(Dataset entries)
⟨

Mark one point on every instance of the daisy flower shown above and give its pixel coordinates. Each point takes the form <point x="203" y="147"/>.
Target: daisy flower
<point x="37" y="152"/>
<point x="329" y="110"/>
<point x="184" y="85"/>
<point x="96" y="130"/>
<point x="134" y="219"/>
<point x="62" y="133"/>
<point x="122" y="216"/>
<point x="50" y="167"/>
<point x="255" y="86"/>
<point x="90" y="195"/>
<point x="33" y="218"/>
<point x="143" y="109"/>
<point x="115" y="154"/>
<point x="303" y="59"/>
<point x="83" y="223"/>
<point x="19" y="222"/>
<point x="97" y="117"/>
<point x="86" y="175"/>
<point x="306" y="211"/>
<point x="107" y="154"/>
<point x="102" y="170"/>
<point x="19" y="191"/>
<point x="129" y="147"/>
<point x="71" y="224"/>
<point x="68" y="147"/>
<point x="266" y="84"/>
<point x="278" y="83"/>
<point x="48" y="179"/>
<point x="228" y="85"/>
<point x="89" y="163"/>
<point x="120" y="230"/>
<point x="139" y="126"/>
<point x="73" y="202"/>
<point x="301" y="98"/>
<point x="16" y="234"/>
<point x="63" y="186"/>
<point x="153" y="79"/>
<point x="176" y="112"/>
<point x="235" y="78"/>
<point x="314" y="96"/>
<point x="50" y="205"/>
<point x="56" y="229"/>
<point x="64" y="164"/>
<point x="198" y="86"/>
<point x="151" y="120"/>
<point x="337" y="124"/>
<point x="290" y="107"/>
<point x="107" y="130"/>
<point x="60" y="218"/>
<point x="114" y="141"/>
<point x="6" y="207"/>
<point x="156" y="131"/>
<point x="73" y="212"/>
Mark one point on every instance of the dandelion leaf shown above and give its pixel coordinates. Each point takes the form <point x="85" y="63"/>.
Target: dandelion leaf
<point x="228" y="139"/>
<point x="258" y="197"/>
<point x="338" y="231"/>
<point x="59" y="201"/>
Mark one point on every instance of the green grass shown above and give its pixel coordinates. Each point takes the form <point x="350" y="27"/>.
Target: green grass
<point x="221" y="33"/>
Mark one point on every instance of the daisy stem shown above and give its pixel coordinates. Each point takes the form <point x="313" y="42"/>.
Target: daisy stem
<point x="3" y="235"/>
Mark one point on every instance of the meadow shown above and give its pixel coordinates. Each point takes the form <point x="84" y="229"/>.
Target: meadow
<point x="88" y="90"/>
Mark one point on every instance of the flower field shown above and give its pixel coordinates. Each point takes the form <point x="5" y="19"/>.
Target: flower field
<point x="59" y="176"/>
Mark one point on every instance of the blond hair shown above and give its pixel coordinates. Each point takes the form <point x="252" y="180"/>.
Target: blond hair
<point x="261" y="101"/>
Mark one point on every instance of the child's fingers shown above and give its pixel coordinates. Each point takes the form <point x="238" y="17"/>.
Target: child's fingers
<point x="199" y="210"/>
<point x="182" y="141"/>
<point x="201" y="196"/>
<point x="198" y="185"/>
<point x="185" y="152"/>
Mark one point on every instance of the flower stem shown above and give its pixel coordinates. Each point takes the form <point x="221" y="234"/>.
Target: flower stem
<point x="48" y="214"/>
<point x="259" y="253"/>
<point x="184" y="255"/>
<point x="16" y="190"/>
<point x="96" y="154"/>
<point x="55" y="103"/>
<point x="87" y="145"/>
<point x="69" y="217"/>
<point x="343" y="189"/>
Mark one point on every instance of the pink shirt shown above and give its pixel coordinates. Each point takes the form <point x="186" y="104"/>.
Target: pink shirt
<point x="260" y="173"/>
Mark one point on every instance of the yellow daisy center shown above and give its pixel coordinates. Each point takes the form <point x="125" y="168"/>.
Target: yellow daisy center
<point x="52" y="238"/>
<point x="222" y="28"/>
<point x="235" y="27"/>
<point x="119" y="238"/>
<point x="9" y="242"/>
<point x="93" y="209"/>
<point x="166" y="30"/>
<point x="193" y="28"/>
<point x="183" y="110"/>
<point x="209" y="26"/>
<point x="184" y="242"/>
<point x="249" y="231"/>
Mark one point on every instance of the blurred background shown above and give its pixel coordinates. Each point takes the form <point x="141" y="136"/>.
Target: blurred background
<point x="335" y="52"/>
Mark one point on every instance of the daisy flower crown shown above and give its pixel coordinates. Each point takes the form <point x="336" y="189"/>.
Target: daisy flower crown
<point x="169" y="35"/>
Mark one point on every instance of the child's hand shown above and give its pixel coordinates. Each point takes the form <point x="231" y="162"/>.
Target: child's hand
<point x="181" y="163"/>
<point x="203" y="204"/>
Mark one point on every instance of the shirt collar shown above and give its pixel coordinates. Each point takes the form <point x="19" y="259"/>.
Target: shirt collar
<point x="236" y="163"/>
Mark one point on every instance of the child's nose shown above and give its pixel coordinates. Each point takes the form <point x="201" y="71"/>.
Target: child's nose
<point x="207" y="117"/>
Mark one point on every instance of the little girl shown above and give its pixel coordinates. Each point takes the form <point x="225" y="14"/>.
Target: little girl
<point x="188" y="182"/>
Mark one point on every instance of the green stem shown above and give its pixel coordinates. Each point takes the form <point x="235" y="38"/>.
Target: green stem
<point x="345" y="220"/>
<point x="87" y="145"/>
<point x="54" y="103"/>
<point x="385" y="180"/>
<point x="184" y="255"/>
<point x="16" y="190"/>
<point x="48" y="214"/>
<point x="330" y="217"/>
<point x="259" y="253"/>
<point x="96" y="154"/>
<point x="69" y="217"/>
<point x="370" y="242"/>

⟩
⟨

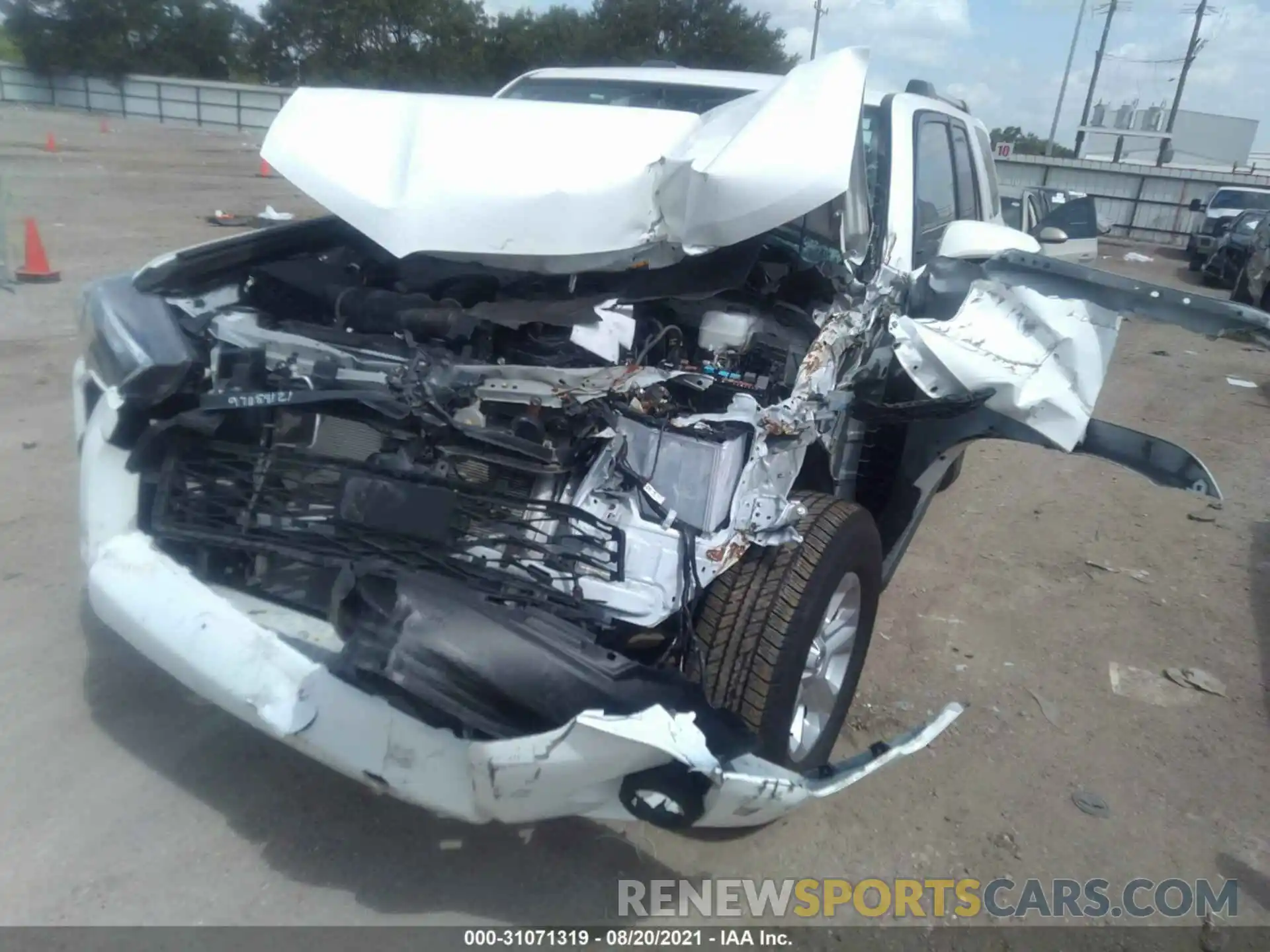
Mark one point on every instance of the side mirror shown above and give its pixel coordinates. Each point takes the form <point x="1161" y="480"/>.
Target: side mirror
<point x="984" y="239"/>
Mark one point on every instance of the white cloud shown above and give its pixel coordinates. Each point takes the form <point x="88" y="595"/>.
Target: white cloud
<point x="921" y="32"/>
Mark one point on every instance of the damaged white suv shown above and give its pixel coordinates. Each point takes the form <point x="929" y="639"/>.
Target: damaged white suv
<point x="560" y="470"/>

⟩
⟨

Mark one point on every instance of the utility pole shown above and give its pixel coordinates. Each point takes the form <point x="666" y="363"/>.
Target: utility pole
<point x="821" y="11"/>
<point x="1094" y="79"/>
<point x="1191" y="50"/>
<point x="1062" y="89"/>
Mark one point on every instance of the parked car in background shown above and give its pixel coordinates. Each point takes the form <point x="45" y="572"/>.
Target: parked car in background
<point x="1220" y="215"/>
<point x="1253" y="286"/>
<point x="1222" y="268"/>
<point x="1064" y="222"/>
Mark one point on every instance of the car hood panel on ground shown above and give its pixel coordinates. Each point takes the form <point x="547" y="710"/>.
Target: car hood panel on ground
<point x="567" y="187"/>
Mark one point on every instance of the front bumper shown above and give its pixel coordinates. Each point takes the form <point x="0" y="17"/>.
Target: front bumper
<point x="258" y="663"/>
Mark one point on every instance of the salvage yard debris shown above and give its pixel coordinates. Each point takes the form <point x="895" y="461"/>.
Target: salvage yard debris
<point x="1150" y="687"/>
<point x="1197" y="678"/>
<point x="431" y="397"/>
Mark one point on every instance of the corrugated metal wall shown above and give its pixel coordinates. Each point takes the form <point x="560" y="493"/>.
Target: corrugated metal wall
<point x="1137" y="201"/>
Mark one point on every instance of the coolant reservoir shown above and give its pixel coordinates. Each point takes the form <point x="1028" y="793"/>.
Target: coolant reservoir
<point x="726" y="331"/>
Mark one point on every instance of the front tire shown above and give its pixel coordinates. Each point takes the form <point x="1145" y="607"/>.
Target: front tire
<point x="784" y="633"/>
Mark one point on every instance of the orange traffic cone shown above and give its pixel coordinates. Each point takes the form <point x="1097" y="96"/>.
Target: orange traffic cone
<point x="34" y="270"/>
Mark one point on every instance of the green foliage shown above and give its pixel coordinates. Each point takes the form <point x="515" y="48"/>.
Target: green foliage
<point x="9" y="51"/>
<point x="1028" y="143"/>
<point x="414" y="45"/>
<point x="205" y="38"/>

⟩

What needs to be done: After locating the line holding "Target: little girl" above, output exactly that line and every line after it through the line holding "Mark one point on every instance of the green stem". Include nothing else.

Exercise answer:
Target: little girl
<point x="188" y="182"/>
Mark one point on every instance of the green stem shown above and give its pixel coordinates. Each point takes the form <point x="235" y="38"/>.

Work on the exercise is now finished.